[Exercise description]
Could you rewrite every line of the records below as a JSON list of strings, one string per line, with blank lines left out?

═══ Records for the exercise

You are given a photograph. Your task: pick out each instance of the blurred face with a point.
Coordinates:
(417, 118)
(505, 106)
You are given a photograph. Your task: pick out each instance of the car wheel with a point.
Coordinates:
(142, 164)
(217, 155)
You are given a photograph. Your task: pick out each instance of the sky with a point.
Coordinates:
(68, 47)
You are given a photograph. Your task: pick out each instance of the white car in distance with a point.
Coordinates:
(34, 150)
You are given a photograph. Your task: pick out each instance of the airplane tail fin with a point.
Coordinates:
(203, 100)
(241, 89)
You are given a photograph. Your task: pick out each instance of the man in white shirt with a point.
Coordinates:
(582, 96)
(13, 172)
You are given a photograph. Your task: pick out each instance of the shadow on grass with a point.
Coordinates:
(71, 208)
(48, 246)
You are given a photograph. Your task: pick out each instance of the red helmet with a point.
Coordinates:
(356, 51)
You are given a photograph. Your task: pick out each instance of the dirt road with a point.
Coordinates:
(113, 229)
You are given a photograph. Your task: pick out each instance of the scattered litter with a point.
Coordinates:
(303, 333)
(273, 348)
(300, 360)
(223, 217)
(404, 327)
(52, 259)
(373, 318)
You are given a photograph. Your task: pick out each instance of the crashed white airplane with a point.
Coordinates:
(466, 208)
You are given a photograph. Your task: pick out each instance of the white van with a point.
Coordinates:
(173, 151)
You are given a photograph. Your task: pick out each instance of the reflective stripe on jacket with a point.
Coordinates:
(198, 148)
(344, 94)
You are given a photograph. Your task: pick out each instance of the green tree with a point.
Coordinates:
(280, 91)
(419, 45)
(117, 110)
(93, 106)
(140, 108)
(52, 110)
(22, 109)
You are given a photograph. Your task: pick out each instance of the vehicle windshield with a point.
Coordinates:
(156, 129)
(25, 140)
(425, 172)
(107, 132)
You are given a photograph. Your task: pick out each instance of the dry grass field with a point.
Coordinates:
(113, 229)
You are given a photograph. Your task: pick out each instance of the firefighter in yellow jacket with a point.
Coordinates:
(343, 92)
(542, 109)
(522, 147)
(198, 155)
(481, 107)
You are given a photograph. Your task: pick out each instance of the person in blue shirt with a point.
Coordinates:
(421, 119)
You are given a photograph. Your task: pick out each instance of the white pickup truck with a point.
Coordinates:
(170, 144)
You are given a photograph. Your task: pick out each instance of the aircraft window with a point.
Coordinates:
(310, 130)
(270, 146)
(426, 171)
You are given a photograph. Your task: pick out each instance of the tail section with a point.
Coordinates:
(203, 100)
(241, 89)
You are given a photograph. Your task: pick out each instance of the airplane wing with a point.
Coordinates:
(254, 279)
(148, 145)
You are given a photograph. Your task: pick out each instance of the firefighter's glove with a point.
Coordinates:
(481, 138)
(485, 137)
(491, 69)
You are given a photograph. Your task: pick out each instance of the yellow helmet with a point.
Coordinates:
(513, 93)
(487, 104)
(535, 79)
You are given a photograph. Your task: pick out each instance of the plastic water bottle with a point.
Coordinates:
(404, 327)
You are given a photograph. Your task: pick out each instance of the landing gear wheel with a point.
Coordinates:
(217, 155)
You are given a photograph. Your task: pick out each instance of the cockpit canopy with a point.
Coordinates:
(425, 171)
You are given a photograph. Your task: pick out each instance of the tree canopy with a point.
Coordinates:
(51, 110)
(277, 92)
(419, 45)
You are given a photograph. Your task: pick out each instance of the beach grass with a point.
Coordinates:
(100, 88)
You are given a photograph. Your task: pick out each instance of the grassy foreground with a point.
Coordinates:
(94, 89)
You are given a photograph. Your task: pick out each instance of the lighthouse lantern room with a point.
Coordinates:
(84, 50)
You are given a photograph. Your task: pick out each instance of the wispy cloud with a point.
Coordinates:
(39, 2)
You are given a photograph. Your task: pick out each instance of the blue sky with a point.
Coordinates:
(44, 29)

══════

[Response for this exercise]
[
  "You are given a photograph. Your task: pick out each instance of the blurred face with a point.",
  "Coordinates:",
  "(417, 118)",
  "(505, 106)",
  "You are given a photograph. Your task: pick out each instance of the car wheel with a point.",
  "Coordinates:",
  "(142, 164)",
  "(217, 155)",
  "You are given a photograph. Your task: pick out each instance of the sky with a point.",
  "Coordinates:",
  "(68, 47)",
  "You are given a photograph. Your task: pick out each instance of the white car in distance with a point.",
  "Coordinates:",
  "(34, 150)",
  "You are given a photograph. Your task: pick out each instance of the airplane tail fin with a point.",
  "Coordinates:",
  "(203, 100)",
  "(241, 89)",
  "You are given a photograph. Your task: pick out each instance of the man in white shirt with a point.",
  "Coordinates:",
  "(582, 96)",
  "(13, 172)",
  "You are given a photograph. Your task: pick out each instance of the shadow on grass with a point.",
  "Coordinates:",
  "(71, 208)",
  "(48, 246)",
  "You are given a photograph. Your task: pick out each instance of the red helmet with a point.",
  "Coordinates:",
  "(356, 51)",
  "You are given a photograph. Your task: pick out each instance of the dirt road with a point.",
  "Coordinates:",
  "(113, 229)",
  "You are given a photograph. Your task: pick out each instance of the scattered litter with a point.",
  "Coordinates:",
  "(303, 333)",
  "(273, 348)",
  "(300, 360)",
  "(223, 217)",
  "(404, 327)",
  "(52, 259)",
  "(373, 318)",
  "You are given a photograph. Your task: pick out each instance of the crashed white airplane with a point.",
  "Coordinates:",
  "(466, 208)",
  "You are given a photograph. Your task: pick out each instance of the white van with a point.",
  "Coordinates:",
  "(173, 151)",
  "You are given a photograph. Your task: pick out each instance of the reflective stripe on jacket with a point.",
  "Coordinates:",
  "(198, 148)",
  "(344, 94)",
  "You are given a photograph. Your task: pick out each instance of the green tree with a point.",
  "Coordinates:",
  "(280, 91)",
  "(419, 45)",
  "(117, 110)",
  "(93, 106)",
  "(140, 108)",
  "(52, 110)",
  "(22, 109)",
  "You are given a photograph. Your task: pick out each instance of the vehicle windshield with a point.",
  "Coordinates:",
  "(156, 129)",
  "(25, 140)",
  "(425, 172)",
  "(107, 132)",
  "You are given a photograph. Your task: pick out each instance of the dry grass field with a point.",
  "Coordinates:",
  "(113, 229)",
  "You are given a photograph. Your task: pick out each instance of the firefighter in yellow jacket with a point.",
  "Coordinates:",
  "(343, 92)",
  "(542, 109)",
  "(522, 147)",
  "(198, 155)",
  "(481, 107)",
  "You are given a photograph. Your task: pick out each instance of the person in blue shirt with a point.",
  "Coordinates:",
  "(421, 119)",
  "You are given a photograph. Your task: pick out each instance of the white pickup truck with a point.",
  "Coordinates:",
  "(170, 144)",
  "You are given a photograph. Your task: pick out each instance of the aircraft window with a point.",
  "Coordinates:",
  "(310, 130)",
  "(270, 146)",
  "(426, 171)",
  "You are given a photograph. Your task: pick out each instance of the tail section with a point.",
  "Coordinates:",
  "(203, 100)",
  "(241, 89)",
  "You are given a photograph. Your task: pick out each instance of the airplane wing with a point.",
  "Coordinates:",
  "(254, 279)",
  "(148, 145)",
  "You are given a photograph. Your task: pick out each instance of the firefighter's glove with a point.",
  "Coordinates:",
  "(481, 138)",
  "(485, 137)",
  "(491, 69)",
  "You are given a photograph. Your task: pick out each instance of the yellow helmet with a point.",
  "Coordinates:",
  "(513, 93)",
  "(487, 104)",
  "(535, 79)",
  "You are given a photograph. Your task: pick out each instance of the plastic water bottle with a point.",
  "Coordinates:",
  "(404, 327)",
  "You are given a photograph. Your task: pick out each instance of the landing gear wheel with a point.",
  "Coordinates:",
  "(217, 155)",
  "You are given a photograph. Your task: pick out each instance of the cockpit canopy with a point.",
  "Coordinates:",
  "(425, 171)",
  "You are given a photograph. Your task: pick out each instance of the tree canopy with a point.",
  "Coordinates:",
  "(51, 110)",
  "(277, 92)",
  "(419, 45)",
  "You are given a photograph. Your task: pick out each instance of the beach grass with a point.",
  "Coordinates:",
  "(100, 88)",
  "You are given a photograph. Your task: pick out each instance of the grassy foreground with a point.",
  "Coordinates:",
  "(94, 89)",
  "You are given a photograph. Your task: pick out each instance of the lighthouse lantern room with a point.",
  "Coordinates:",
  "(84, 50)",
  "You are given a photograph. Your task: pick out each instance of the wispy cloud with a point.",
  "Coordinates:",
  "(39, 2)",
  "You are given a photograph. Your task: pick out each instance of the blue sky with a point.",
  "Coordinates:",
  "(44, 29)"
]